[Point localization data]

= = = = =

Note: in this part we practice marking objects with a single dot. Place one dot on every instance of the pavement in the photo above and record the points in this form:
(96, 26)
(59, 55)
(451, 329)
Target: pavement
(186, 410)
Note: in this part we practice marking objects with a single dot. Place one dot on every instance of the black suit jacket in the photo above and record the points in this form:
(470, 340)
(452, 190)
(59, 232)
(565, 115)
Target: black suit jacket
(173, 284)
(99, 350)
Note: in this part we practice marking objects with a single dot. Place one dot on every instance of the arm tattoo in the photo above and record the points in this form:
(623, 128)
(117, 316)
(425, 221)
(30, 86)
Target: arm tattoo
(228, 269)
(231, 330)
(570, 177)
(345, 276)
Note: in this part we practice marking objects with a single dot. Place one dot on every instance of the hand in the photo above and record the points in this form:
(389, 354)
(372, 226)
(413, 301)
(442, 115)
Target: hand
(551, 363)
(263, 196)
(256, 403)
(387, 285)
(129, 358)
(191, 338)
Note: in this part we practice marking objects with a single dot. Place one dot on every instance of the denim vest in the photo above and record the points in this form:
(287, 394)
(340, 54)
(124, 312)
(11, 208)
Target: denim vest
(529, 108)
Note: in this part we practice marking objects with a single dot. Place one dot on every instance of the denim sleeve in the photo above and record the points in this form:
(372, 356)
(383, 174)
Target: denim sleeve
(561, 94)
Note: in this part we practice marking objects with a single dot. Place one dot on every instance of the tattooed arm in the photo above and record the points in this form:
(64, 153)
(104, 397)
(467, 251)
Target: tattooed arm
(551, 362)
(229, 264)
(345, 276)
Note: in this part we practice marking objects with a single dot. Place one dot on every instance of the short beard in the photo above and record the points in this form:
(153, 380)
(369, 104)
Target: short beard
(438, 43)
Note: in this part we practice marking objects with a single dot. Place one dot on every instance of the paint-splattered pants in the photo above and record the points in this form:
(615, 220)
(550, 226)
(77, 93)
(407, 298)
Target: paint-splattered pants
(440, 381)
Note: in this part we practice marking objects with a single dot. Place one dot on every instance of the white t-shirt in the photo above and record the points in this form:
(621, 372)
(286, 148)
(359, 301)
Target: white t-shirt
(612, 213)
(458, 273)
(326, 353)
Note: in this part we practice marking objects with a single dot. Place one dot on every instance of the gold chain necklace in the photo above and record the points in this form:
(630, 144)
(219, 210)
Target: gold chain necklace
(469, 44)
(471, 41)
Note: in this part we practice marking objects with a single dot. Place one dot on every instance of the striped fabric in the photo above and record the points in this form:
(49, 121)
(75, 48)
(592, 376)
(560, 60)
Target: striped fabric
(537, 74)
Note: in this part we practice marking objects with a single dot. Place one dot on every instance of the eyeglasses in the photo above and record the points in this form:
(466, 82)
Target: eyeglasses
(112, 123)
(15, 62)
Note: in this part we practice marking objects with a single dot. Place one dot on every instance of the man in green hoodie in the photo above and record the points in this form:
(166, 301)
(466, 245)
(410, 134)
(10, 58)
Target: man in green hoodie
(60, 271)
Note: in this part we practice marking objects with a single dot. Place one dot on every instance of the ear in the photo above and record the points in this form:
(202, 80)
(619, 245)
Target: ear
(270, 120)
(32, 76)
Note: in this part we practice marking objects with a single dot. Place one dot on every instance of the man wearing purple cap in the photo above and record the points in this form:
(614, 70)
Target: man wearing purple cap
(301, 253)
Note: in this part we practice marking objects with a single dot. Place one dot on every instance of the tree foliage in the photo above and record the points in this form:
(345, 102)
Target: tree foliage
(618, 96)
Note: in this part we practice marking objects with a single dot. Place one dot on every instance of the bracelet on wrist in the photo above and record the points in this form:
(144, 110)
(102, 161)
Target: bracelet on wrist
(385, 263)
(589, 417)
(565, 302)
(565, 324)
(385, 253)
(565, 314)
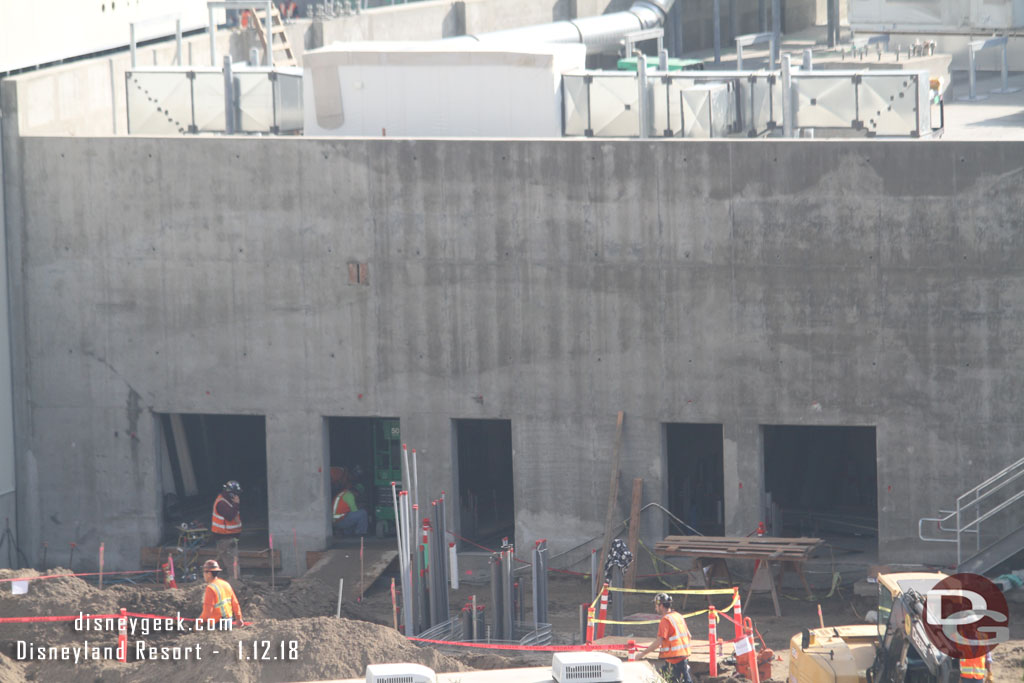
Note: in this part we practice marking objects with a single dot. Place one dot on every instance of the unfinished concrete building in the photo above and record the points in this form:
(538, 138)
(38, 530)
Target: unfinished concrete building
(829, 326)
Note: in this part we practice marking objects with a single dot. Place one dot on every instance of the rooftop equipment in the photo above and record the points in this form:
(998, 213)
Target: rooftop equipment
(600, 34)
(586, 668)
(399, 673)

= = = = =

Output the data verbatim, images excluded.

Note: in this part we practice marking objects with a single dot. Place one dot on every instance of the pavement in the photo above and record the points in this form:
(96, 26)
(59, 55)
(451, 329)
Target: pavement
(186, 410)
Note: in this part we practice marking objects with a single dot. Place one dot on every instance of the black suit jacket in the photo above and record the points in this form:
(470, 340)
(452, 190)
(59, 232)
(565, 115)
Target: black suit jacket
(173, 284)
(99, 350)
Note: in this part we practice marking objects with a single dot. Place one dot on every instance of the arm tattoo in the photo above and record the points in this form:
(623, 128)
(117, 316)
(425, 221)
(30, 86)
Target: arm tattoo
(228, 269)
(231, 330)
(570, 177)
(345, 276)
Note: in this part we practice marking objects with a single dot. Place one dot on every instance of the hand in the photo above and record the points in this form:
(389, 354)
(372, 226)
(413, 301)
(442, 115)
Target: hand
(551, 363)
(263, 196)
(256, 403)
(387, 285)
(129, 358)
(191, 338)
Note: in this part we practice marking objects with a single dot. Place one dot on every instance of the denim vest in the photo above and record the points in this form:
(287, 394)
(340, 54)
(124, 312)
(11, 208)
Target: denim vest
(529, 108)
Note: in this part we practice marking objects with a single dot. Place one dot on every instance of the denim sleeve in the photo above and record the points in this form:
(372, 356)
(383, 174)
Target: denim sleeve
(561, 94)
Note: in this part we practice marking objects with a single dot. Place one dot on every instance of the tattooed arm in the photo above and record the points in this form:
(64, 153)
(104, 397)
(467, 251)
Target: tattooed arm
(551, 362)
(229, 264)
(345, 276)
Note: in this part we practice marking objects with a single dot. Place one dot on every instance of the short beard in the photo above and record the points in this form:
(153, 380)
(369, 104)
Target: short beard
(438, 43)
Note: in this part we practice marking objects with a single dot. Place one dot on every instance of the paint-splattered pants in the photo above and record the points in this form:
(615, 220)
(550, 226)
(77, 93)
(407, 298)
Target: paint-splattered pants
(440, 381)
Note: in this part we practice marking objects with a single dot. Place one dot on every instance of the white t-shirt in the photo above and record the points in this form:
(621, 372)
(286, 148)
(359, 301)
Target: white t-shirt
(612, 213)
(458, 273)
(326, 353)
Note: in this part we practice marking objects with a single dot. Place one dot on every instance of the gold chain necklace in the photo above and record the points in this form:
(630, 144)
(219, 210)
Target: gold chain necklace
(469, 44)
(471, 41)
Note: in this part we practice marking objects with a single dot. Place one dot on every instance of the striped fabric in the photo above and record the points in this form:
(49, 121)
(75, 48)
(592, 376)
(560, 60)
Target: striped fabric
(537, 74)
Note: in this part we practice marking objects with a single dot. Place one dot on every instance of the eyeglasses in the photo above and record the points in this form:
(466, 82)
Target: eyeglasses
(112, 123)
(15, 62)
Note: in this part we practice marking objects with a single dot. Place one dot on every instance of the man in green hoodie in the photo above and record the points in this form:
(166, 301)
(466, 245)
(410, 134)
(10, 58)
Target: man in green hoodie
(60, 271)
Note: in this part we practice marking objects with a single dot. Place one dot on every instance of the ear in the photo above and record the points in this form:
(202, 80)
(619, 245)
Target: ear
(270, 120)
(32, 76)
Note: in this part we practice marking objects with a single dot. Place one dot on every instance of the man wearing purple cap in the photo above and record the points in this form:
(614, 70)
Target: man wearing purple cap
(301, 253)
Note: in this part we practice marking objects with a single dot. Place one dot on every instance of the tree foliage in the photo above and record the points in this form:
(345, 102)
Target: tree foliage
(618, 96)
Note: in this part we practice marking objects with a single dot. Place one dot on every instance of the bracelet on wrist in the photo above and record the points in this form:
(144, 110)
(102, 161)
Target: bracelet on wrist
(385, 263)
(589, 417)
(565, 302)
(565, 324)
(385, 253)
(565, 314)
Note: in this part we practice marking objects with a single dot. Place one dot on every instance of the unfinished concrete building in the photo above and record the points in this form:
(538, 138)
(38, 530)
Target: unfinished concrete building
(829, 326)
Note: in this part we practice marking objects with a single dot. Place one dot on every instance of the rooftop equipment in the photo above and record the points in this form:
(998, 213)
Target: rooftop equipment
(600, 34)
(586, 668)
(399, 673)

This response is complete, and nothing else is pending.